MATERIAL DA TAREFA =>
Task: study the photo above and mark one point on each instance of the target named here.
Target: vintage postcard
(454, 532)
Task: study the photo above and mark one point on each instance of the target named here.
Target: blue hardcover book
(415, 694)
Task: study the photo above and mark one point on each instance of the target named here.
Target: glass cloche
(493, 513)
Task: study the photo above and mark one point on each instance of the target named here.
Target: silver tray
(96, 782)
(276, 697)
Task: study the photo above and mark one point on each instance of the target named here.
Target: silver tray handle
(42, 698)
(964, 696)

* * *

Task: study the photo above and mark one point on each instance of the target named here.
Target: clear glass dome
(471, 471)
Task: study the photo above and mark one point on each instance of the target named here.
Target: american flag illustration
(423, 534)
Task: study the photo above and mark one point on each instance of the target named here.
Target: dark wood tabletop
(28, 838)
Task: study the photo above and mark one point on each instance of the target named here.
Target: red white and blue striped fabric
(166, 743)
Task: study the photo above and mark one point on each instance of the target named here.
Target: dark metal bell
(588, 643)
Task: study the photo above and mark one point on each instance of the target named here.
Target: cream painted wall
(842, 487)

INSTRUÇÕES DA TAREFA =>
Conte as linhas do material que contêm a palavra "dark". Responda só com o número.

RESPOSTA =>
2